■ **JOB**
Copy everything from the start of the records down through the line that contains "[(401, 250), (513, 248), (628, 249), (293, 236), (178, 246)]", substituting "shirt" for "jersey" and changing nothing else.

## Start RECORDS FOR PROCESSING

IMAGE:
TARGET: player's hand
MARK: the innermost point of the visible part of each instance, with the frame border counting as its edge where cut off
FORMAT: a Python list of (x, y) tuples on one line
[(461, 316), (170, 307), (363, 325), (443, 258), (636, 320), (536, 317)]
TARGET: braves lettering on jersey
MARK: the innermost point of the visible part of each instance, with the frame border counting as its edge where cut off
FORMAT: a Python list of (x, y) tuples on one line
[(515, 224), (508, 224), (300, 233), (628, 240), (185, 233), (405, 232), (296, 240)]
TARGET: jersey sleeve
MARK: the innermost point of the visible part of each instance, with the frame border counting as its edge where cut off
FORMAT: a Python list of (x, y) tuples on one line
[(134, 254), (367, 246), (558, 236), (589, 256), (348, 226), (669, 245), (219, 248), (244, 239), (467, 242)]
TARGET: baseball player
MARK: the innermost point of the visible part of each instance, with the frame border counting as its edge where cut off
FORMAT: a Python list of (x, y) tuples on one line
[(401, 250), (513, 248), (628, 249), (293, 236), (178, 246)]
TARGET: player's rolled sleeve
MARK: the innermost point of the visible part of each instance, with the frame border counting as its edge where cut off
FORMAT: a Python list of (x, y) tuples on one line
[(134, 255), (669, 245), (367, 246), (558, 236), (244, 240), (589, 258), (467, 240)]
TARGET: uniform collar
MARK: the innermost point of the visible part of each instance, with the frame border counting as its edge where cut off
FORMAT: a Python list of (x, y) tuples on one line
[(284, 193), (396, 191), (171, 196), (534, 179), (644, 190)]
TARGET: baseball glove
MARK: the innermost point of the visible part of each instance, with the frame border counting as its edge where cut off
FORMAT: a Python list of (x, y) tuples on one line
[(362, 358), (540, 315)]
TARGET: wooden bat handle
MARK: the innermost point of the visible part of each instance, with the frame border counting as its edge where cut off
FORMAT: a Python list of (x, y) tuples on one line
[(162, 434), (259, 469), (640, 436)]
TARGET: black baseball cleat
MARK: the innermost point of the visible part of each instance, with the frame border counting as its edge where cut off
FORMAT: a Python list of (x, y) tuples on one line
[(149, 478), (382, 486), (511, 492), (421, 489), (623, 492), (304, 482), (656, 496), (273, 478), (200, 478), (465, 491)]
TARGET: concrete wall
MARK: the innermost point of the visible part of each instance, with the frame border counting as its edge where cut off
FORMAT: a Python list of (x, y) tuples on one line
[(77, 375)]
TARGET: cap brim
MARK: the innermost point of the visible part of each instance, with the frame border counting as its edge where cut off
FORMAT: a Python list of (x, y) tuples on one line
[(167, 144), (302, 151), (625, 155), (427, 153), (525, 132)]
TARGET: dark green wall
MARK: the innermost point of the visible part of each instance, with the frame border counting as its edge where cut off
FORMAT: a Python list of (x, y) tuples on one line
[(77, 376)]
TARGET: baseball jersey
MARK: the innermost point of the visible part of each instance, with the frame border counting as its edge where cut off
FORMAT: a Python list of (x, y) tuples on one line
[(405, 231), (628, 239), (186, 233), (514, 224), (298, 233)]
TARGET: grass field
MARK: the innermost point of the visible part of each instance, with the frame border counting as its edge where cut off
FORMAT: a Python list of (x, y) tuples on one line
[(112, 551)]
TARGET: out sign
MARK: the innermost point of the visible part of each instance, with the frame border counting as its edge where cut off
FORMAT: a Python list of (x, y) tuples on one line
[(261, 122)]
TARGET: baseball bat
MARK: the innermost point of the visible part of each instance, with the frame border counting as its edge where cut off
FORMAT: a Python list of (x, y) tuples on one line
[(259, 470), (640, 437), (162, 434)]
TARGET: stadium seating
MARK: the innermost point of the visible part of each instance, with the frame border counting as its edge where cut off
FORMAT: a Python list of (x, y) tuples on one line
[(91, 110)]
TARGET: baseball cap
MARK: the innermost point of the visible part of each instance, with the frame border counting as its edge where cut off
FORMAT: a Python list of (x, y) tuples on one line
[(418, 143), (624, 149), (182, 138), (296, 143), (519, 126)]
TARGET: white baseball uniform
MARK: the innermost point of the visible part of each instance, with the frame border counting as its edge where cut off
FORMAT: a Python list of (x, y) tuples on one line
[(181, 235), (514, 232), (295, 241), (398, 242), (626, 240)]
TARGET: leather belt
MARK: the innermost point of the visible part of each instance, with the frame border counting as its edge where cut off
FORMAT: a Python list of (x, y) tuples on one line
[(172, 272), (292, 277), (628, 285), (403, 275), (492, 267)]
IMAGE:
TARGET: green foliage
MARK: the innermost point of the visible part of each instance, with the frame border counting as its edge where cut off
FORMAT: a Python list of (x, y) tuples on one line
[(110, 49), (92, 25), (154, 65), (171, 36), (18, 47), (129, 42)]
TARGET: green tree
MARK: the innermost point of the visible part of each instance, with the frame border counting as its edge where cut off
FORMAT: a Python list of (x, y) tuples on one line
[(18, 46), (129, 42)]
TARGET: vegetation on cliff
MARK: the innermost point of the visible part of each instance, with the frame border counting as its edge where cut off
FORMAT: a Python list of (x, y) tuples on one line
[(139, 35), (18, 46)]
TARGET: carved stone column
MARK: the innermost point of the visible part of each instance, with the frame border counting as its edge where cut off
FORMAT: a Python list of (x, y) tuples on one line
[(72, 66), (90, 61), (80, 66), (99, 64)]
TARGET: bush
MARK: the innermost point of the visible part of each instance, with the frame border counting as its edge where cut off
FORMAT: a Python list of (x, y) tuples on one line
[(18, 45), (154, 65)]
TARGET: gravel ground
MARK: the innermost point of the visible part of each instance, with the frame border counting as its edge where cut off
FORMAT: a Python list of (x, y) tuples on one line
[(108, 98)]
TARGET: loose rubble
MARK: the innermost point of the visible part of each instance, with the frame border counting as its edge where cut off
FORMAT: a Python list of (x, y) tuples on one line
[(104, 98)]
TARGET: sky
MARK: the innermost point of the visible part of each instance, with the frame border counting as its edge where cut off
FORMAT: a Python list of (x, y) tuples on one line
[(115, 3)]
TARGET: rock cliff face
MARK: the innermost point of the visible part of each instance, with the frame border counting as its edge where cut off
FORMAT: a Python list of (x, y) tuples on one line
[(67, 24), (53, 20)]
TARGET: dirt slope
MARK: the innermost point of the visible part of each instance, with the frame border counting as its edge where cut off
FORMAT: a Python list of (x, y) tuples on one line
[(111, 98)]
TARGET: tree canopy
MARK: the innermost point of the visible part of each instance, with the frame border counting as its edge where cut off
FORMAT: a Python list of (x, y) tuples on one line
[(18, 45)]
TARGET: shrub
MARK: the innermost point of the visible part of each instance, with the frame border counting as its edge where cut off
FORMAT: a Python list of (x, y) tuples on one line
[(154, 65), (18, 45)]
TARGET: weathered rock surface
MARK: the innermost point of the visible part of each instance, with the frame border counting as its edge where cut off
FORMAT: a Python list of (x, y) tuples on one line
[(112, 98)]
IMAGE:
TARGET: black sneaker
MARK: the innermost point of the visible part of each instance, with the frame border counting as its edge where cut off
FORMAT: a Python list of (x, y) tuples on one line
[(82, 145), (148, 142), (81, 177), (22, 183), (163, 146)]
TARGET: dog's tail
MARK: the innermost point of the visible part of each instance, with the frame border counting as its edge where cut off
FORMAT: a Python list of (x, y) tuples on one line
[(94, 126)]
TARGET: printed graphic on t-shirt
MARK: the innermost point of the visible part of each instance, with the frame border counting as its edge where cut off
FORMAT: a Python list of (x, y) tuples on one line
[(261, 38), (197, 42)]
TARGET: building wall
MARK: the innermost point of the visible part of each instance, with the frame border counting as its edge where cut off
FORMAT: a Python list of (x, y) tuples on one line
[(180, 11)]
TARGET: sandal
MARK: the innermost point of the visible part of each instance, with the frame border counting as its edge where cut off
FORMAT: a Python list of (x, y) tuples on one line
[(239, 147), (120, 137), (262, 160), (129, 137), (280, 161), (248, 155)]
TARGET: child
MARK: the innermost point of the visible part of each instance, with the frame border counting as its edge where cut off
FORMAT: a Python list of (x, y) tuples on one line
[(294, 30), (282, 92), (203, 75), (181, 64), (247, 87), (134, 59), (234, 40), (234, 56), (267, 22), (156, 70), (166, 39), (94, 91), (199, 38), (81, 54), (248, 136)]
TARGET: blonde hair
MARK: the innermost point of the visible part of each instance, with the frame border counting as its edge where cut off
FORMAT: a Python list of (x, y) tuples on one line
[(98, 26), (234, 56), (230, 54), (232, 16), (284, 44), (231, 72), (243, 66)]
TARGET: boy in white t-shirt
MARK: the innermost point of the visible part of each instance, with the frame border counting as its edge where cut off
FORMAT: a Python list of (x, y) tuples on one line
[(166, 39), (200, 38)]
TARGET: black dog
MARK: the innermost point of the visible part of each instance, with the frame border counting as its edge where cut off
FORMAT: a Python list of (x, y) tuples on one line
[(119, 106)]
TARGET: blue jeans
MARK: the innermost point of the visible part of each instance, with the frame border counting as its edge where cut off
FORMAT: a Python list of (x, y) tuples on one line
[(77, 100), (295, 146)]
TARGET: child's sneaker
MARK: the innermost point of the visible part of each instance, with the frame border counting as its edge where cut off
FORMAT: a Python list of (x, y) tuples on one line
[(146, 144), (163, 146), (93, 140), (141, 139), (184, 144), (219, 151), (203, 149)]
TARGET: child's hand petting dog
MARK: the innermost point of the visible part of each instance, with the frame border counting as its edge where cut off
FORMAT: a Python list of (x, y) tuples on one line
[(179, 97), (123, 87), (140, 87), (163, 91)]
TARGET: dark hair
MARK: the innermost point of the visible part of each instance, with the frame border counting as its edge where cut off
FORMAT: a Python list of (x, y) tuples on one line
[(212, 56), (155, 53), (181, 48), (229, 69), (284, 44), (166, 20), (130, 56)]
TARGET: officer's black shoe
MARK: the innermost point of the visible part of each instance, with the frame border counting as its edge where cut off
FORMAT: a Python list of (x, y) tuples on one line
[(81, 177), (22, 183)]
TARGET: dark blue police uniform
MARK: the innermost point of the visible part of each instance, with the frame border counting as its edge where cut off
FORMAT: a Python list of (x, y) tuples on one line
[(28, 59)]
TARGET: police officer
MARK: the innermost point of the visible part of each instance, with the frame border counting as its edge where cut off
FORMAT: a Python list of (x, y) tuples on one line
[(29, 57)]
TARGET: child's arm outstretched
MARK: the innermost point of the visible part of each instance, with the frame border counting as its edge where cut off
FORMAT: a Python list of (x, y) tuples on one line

## End RECORDS FOR PROCESSING

■ **SOLVED PROBLEM**
IMAGE:
TARGET: player's hand
MARK: the innermost point of the visible part of each instance, with the frame border counting as its edge where cut off
FORMAT: a Python list of (x, y) tuples on one line
[(461, 316), (170, 307), (363, 325), (443, 258), (636, 320), (536, 317)]
TARGET: braves lettering on shirt
MARK: the innermost point of the visible part of each instance, with the frame border counting as its edge where cut off
FORMAT: a Python list of (x, y) tuples on one line
[(515, 224), (508, 224), (300, 233), (628, 240), (185, 233), (405, 232), (296, 240)]
TARGET: shirt sleeve
MARK: the innermost point of the visible part of each instance, with the frame border counting as its edge where cut off
FORMAT: a Python list of (x, y) tuples on one line
[(134, 254), (367, 246), (558, 236), (589, 256), (348, 226), (669, 245), (219, 248), (244, 239), (467, 242)]
TARGET: baseball player
MARK: the innermost point of the visible part of each instance, with the frame border counting as its edge where cut off
FORMAT: a Python list of (x, y) tuples on one line
[(401, 250), (513, 248), (628, 249), (293, 236), (178, 246)]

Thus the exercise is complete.